● PROVIDED MATERIAL:
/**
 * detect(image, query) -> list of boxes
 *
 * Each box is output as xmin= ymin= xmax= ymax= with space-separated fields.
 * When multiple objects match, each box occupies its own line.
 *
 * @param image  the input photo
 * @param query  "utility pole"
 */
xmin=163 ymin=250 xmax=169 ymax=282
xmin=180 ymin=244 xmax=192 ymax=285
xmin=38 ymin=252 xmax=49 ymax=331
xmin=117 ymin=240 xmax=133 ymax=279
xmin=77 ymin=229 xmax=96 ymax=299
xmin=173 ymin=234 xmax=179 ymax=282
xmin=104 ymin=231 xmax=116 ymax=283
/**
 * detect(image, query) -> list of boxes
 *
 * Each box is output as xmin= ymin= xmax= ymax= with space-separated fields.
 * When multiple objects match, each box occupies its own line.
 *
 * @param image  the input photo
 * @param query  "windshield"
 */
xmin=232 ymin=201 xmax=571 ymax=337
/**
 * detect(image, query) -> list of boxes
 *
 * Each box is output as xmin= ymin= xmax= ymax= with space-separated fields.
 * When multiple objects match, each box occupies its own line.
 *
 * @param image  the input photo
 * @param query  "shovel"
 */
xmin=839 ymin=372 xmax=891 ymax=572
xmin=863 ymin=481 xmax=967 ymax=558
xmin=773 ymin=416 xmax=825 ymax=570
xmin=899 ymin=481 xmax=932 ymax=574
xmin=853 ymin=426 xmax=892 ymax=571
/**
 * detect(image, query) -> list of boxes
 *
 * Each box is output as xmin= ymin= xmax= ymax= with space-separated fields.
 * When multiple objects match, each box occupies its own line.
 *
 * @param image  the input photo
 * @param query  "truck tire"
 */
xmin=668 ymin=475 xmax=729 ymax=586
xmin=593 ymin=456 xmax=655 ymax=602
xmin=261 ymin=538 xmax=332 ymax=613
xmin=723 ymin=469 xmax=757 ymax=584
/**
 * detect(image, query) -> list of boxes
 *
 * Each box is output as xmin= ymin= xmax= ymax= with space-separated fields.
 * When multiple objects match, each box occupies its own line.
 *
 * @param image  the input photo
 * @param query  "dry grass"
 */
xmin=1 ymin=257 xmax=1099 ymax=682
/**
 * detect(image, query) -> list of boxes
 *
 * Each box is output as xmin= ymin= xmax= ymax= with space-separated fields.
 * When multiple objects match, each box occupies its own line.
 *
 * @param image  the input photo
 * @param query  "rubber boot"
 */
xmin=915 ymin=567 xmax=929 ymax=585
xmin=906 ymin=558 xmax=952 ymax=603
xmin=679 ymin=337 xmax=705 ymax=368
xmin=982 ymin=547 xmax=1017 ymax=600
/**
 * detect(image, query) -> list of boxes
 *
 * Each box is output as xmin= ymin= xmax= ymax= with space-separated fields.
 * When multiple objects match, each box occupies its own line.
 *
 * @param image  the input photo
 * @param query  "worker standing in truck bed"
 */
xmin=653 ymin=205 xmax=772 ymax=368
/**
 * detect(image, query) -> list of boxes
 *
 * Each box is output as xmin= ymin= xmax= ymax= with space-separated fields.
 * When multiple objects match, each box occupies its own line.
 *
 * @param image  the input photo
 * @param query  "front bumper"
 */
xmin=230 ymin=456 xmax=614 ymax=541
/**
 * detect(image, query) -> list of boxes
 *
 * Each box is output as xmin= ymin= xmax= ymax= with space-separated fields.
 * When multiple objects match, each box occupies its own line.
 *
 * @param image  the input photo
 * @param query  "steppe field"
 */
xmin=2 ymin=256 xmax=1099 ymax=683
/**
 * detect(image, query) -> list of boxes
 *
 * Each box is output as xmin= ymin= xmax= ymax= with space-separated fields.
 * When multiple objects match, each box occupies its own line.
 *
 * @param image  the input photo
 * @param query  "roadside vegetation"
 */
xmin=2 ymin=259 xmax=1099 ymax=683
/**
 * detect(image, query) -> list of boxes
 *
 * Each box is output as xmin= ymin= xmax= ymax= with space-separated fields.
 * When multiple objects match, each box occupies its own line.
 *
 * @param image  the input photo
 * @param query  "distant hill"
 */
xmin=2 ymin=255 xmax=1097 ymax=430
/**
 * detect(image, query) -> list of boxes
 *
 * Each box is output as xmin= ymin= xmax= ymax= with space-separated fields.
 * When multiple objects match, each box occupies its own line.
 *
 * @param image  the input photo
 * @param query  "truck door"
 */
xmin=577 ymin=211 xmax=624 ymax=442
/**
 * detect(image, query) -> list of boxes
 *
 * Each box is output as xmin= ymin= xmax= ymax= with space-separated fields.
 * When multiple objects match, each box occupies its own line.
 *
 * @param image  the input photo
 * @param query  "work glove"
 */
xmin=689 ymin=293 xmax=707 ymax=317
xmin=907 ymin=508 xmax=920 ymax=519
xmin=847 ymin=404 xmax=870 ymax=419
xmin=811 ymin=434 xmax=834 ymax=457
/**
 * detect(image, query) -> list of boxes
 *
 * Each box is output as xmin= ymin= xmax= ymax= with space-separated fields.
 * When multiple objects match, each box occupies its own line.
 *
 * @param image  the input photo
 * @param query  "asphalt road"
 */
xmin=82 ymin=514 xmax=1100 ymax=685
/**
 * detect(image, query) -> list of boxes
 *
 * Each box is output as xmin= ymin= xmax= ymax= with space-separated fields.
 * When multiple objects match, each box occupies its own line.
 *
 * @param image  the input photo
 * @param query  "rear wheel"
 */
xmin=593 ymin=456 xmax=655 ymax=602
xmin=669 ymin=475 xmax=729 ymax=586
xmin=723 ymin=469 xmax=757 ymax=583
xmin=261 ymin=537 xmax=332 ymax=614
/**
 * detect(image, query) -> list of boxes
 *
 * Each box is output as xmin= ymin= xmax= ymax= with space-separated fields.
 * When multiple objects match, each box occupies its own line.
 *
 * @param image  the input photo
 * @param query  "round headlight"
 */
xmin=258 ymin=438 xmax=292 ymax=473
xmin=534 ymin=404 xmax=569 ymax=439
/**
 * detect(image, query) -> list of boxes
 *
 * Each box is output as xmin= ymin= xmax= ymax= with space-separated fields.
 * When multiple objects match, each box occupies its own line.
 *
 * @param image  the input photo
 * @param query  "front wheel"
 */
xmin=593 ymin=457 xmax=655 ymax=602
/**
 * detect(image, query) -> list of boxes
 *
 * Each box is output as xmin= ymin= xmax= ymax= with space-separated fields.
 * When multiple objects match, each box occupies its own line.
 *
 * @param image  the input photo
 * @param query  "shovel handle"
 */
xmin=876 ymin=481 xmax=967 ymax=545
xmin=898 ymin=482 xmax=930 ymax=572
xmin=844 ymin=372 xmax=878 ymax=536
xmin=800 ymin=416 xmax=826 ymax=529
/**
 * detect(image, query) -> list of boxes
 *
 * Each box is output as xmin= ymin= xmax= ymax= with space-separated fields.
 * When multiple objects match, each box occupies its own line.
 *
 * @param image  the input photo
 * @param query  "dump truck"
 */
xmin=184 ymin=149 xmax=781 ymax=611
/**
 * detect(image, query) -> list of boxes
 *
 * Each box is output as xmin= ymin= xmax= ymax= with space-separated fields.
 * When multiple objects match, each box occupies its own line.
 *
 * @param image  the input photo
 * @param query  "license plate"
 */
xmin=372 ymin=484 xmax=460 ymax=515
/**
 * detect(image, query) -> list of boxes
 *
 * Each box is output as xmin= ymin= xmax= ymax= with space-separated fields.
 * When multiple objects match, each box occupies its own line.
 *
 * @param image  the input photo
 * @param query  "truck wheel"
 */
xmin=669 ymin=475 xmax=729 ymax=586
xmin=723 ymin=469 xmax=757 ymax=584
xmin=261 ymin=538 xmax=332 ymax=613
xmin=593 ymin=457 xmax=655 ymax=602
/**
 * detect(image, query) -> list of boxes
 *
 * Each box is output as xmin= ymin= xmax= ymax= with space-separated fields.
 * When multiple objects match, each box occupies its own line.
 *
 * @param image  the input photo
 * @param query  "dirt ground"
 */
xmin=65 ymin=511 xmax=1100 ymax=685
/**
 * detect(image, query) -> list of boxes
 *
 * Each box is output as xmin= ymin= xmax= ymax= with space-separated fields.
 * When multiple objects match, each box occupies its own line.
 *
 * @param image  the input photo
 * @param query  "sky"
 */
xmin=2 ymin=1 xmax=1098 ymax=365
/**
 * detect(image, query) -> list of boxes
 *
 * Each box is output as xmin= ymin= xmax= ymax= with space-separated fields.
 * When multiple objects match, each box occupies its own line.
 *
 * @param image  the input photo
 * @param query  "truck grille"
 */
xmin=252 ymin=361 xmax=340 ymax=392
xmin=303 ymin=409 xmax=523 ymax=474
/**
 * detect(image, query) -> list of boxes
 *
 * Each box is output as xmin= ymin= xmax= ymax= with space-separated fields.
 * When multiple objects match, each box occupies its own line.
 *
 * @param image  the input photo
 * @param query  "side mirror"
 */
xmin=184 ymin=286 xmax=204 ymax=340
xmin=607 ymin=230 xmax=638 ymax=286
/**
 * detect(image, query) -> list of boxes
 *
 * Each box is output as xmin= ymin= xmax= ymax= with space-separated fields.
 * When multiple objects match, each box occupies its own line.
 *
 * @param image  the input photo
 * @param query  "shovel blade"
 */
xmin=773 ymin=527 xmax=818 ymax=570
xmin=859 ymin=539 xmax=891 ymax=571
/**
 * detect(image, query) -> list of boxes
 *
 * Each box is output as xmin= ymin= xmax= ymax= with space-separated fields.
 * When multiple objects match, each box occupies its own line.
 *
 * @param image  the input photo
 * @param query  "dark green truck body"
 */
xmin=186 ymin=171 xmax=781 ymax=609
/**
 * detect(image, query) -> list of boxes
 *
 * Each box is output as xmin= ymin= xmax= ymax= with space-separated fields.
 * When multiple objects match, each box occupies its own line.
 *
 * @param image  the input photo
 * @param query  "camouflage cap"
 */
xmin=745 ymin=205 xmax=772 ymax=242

...

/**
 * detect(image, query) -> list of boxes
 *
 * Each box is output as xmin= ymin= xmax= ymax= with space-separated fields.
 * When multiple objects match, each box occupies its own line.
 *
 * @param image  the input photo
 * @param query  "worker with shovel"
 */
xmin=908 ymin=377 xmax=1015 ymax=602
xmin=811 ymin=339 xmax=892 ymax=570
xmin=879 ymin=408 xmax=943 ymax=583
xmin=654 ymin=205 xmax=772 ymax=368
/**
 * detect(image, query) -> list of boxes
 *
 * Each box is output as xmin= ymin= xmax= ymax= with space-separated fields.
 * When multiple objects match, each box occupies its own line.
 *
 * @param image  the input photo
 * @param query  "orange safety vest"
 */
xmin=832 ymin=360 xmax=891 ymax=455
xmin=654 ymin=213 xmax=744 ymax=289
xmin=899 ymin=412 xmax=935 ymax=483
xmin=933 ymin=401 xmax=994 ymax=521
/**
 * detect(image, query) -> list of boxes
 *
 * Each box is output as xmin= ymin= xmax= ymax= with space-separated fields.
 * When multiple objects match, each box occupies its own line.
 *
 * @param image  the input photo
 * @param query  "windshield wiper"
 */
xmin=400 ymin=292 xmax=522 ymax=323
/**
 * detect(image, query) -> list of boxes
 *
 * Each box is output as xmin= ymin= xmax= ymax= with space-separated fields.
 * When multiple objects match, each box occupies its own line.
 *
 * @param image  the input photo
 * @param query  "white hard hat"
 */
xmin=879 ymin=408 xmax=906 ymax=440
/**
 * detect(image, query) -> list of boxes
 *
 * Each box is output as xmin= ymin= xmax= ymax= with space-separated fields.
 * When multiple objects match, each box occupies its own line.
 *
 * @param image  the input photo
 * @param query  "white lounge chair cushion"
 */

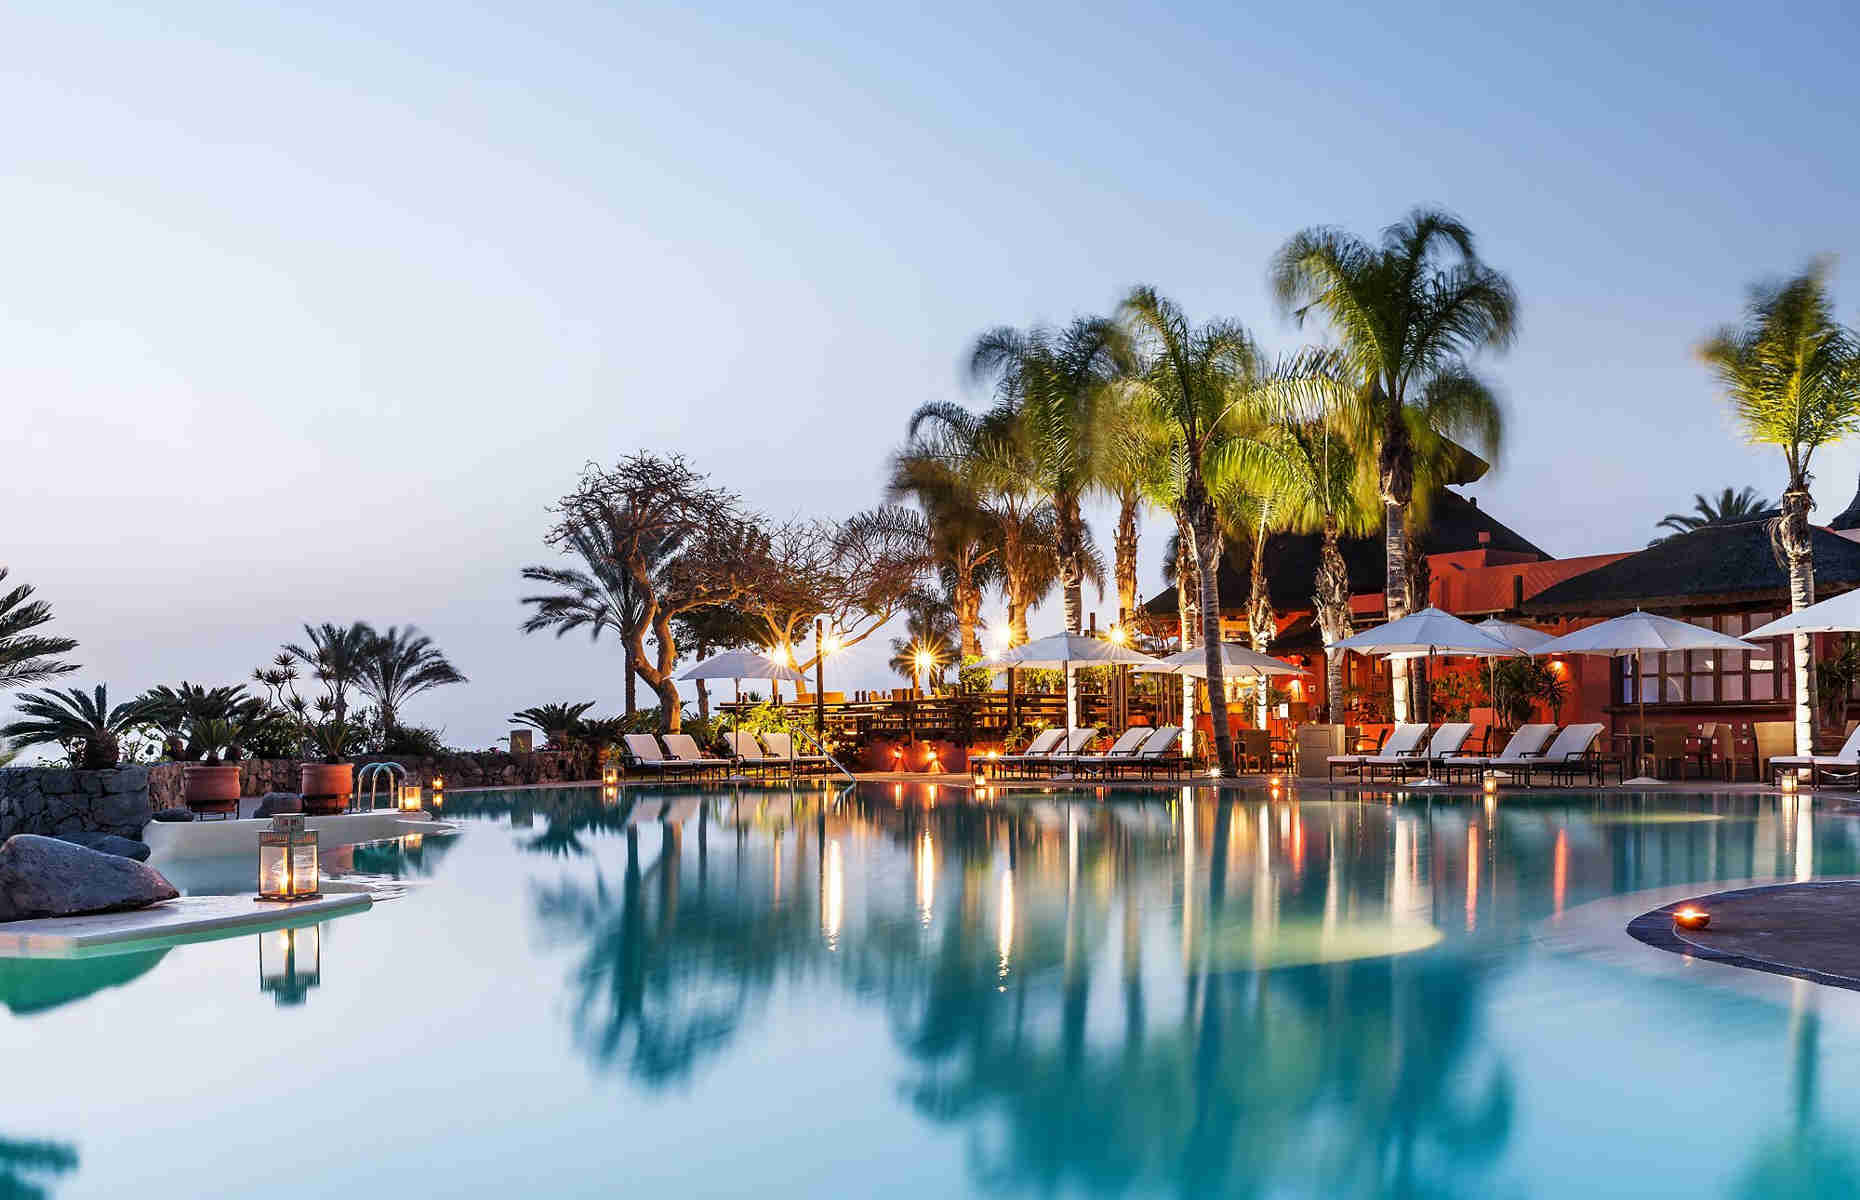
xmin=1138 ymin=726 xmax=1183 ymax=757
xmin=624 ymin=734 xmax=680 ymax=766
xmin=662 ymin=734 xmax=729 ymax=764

==

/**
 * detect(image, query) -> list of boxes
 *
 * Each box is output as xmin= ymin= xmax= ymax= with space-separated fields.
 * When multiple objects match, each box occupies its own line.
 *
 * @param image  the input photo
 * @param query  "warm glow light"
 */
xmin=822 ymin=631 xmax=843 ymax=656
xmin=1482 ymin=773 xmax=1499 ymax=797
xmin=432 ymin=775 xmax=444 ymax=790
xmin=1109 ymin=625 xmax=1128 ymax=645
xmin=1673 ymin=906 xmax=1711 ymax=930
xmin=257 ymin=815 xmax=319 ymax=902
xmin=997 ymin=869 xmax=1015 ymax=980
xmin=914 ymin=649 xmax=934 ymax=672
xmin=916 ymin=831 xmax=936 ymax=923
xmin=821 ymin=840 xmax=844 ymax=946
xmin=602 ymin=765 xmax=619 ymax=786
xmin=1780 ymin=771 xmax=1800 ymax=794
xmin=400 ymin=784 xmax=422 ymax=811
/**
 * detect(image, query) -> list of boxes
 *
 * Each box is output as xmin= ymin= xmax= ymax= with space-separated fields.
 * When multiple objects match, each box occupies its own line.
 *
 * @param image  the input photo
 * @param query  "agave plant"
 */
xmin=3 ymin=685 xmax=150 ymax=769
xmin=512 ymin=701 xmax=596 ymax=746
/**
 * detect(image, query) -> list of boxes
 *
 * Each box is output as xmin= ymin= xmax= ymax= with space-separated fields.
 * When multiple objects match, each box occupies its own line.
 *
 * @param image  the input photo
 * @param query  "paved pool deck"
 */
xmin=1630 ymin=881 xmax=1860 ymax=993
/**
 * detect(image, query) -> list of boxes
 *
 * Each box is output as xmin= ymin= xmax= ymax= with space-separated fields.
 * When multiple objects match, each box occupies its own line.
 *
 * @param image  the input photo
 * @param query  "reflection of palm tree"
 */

● EXERCISE GOAL: Count how many lines in the entries above hold the word "worker". Give that number by itself.

● WORKED SOLUTION: 2